* TASK BRIEF: Set down the line that contains "of the boulder" and every line after it to the end of the entries, exactly as they stand and nothing more.

* AVAILABLE DATA:
*-*-*

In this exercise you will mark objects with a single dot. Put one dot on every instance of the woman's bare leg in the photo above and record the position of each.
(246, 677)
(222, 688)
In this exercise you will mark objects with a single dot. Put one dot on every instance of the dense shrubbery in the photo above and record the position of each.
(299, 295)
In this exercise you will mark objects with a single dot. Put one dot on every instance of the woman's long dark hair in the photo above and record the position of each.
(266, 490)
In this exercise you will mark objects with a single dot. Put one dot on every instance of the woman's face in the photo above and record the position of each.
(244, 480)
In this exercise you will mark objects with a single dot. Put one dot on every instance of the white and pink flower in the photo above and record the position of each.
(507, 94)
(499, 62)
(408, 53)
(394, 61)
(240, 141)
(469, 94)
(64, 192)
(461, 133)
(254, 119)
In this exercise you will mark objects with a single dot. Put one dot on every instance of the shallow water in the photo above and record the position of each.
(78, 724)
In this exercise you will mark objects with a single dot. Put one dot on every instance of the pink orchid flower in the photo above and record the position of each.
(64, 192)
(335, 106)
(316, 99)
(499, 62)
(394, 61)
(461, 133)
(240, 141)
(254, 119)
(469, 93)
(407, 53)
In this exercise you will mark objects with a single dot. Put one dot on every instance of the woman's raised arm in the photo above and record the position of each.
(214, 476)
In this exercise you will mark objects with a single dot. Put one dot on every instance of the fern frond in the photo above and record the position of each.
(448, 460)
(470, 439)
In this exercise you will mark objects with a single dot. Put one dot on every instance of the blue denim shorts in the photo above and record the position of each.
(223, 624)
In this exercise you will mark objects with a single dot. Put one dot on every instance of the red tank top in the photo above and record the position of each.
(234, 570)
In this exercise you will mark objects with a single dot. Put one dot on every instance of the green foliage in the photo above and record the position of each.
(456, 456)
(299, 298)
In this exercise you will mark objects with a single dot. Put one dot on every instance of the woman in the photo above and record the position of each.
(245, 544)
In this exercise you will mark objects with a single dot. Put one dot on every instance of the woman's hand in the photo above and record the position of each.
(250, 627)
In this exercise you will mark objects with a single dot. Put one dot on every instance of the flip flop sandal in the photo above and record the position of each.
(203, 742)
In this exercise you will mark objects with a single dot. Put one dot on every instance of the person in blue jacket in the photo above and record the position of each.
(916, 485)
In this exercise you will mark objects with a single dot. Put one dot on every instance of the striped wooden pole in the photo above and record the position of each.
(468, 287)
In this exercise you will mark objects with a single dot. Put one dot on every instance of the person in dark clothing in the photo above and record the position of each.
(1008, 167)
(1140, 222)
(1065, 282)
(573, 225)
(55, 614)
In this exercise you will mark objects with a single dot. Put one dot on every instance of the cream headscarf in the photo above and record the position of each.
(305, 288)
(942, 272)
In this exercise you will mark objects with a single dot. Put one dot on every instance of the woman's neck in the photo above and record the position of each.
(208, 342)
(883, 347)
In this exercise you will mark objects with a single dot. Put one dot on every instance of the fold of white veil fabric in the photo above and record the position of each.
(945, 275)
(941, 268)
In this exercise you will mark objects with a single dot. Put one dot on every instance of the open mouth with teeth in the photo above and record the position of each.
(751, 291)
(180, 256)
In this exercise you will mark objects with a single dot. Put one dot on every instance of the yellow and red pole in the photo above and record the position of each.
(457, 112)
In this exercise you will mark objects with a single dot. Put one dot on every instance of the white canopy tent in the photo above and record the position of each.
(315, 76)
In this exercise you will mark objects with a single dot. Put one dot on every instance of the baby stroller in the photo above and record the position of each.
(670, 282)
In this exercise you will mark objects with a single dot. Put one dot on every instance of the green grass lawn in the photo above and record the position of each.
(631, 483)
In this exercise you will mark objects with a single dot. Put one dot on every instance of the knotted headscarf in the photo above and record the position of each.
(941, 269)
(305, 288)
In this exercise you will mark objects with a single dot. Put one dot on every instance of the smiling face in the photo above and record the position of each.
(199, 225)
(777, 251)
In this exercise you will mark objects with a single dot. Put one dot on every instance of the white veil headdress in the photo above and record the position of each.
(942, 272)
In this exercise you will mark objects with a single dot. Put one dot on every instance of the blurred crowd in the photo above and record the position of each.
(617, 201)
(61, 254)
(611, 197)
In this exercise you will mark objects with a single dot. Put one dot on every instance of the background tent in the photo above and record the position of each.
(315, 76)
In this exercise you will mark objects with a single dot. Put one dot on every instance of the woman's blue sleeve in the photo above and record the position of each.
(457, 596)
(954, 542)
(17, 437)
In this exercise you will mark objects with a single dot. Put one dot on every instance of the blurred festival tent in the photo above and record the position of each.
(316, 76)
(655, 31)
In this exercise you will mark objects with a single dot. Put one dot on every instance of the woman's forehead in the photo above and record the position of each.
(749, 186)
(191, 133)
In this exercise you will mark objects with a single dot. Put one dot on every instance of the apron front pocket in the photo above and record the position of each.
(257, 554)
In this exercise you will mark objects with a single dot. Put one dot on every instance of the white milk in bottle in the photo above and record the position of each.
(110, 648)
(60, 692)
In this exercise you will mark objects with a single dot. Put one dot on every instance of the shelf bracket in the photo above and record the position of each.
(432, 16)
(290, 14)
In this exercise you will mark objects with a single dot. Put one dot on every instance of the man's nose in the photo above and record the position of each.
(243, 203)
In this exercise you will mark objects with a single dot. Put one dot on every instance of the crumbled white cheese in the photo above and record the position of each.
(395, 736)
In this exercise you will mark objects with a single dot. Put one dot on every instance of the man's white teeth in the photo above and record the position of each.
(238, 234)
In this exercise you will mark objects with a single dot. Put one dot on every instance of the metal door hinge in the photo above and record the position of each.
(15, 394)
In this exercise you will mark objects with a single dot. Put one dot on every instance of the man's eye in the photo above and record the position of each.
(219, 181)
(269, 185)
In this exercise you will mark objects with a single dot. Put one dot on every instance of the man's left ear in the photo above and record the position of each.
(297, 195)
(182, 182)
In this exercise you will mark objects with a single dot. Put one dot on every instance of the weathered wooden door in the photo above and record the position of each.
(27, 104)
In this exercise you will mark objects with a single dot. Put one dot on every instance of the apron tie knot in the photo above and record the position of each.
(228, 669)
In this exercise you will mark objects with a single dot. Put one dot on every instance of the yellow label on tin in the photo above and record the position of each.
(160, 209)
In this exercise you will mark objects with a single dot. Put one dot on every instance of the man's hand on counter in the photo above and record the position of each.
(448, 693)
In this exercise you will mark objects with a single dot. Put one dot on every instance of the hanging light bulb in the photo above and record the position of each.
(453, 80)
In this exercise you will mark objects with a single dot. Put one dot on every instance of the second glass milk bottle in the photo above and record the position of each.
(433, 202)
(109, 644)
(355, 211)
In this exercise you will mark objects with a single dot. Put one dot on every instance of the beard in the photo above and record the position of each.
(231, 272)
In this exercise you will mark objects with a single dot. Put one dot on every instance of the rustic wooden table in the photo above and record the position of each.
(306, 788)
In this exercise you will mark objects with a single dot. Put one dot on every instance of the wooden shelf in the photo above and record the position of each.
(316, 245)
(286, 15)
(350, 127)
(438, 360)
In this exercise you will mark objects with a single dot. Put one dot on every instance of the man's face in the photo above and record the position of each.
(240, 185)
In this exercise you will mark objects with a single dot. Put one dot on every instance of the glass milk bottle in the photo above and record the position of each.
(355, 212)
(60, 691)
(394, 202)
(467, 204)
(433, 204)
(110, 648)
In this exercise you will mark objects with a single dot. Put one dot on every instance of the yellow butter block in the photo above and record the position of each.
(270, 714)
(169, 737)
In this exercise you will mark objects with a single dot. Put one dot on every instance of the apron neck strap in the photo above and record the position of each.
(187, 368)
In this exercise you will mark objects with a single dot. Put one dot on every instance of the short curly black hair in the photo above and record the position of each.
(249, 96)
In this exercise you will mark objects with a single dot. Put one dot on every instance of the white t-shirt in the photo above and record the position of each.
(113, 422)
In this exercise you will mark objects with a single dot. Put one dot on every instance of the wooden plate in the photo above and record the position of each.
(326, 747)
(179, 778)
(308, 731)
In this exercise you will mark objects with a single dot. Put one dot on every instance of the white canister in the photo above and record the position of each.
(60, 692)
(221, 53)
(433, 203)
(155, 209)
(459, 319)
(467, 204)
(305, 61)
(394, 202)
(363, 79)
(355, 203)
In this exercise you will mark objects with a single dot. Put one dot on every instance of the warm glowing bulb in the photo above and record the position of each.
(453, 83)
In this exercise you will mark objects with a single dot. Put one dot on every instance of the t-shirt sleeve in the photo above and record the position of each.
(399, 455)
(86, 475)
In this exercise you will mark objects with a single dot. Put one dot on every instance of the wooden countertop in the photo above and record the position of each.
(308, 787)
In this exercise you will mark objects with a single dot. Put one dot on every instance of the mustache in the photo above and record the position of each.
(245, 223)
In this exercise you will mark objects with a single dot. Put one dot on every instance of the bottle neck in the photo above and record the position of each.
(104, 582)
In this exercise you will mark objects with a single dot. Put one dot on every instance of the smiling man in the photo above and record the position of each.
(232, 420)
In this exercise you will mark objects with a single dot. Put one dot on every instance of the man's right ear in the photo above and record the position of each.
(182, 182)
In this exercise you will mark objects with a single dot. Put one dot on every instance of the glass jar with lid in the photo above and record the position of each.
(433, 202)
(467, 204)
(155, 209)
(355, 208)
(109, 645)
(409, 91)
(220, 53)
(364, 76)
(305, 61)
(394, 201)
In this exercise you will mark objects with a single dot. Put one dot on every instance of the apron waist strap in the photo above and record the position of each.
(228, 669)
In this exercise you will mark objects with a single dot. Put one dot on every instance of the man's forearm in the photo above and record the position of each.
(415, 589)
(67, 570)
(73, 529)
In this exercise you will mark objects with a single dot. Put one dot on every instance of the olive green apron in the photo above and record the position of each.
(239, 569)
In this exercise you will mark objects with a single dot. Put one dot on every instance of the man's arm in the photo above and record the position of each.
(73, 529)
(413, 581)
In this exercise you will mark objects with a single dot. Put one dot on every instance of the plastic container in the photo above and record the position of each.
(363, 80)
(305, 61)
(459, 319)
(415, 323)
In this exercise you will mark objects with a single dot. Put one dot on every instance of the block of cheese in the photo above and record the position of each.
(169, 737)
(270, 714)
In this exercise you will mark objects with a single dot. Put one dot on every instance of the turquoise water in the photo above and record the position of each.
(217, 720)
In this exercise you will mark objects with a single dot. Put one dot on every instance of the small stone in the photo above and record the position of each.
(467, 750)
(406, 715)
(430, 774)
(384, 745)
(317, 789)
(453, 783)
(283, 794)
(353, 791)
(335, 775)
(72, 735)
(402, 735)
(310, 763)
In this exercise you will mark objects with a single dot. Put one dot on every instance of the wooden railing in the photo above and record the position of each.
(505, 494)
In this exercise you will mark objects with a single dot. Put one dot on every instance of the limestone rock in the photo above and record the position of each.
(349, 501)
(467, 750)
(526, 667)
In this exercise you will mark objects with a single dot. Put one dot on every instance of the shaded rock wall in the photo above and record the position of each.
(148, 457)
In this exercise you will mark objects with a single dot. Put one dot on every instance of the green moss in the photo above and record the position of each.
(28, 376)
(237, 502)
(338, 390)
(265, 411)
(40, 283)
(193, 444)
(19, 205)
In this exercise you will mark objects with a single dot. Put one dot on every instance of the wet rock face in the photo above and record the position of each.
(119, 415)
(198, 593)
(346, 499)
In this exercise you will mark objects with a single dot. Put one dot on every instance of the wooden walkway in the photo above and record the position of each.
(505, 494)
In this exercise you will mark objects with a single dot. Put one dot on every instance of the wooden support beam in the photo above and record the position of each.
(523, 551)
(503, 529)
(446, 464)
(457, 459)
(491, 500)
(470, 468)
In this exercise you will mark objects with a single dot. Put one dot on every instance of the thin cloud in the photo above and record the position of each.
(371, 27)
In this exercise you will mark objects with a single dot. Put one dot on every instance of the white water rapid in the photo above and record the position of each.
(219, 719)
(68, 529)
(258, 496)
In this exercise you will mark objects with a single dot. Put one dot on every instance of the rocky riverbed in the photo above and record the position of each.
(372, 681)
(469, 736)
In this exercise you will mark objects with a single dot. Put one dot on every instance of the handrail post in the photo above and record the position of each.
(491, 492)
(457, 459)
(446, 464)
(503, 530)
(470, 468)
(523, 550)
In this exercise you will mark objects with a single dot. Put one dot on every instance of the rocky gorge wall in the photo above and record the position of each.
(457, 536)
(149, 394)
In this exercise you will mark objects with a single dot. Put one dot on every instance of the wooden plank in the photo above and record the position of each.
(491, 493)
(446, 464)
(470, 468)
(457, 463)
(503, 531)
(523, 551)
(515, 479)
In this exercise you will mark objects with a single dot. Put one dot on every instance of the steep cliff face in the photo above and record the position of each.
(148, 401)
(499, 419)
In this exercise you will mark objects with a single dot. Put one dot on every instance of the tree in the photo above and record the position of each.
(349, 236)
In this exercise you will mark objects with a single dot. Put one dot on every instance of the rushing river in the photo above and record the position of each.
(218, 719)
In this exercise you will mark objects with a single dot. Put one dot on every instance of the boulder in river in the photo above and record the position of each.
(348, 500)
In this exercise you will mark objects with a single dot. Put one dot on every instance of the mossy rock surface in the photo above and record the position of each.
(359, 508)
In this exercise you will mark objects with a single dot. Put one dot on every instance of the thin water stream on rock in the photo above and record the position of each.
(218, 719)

*-*-*

* EXERCISE SOLUTION:
In this exercise you will mark objects with a single dot. Put one dot on every instance of the boulder in river in the photo above and record the position of each.
(348, 500)
In this exercise you will mark objects with a single dot. Put one dot on every instance of the mossy rock surface in the photo above and record the position of each.
(359, 508)
In this exercise you will mark objects with a single dot. Put one dot on every instance of the thin water stream on rock in the photo above and record the position of each.
(218, 719)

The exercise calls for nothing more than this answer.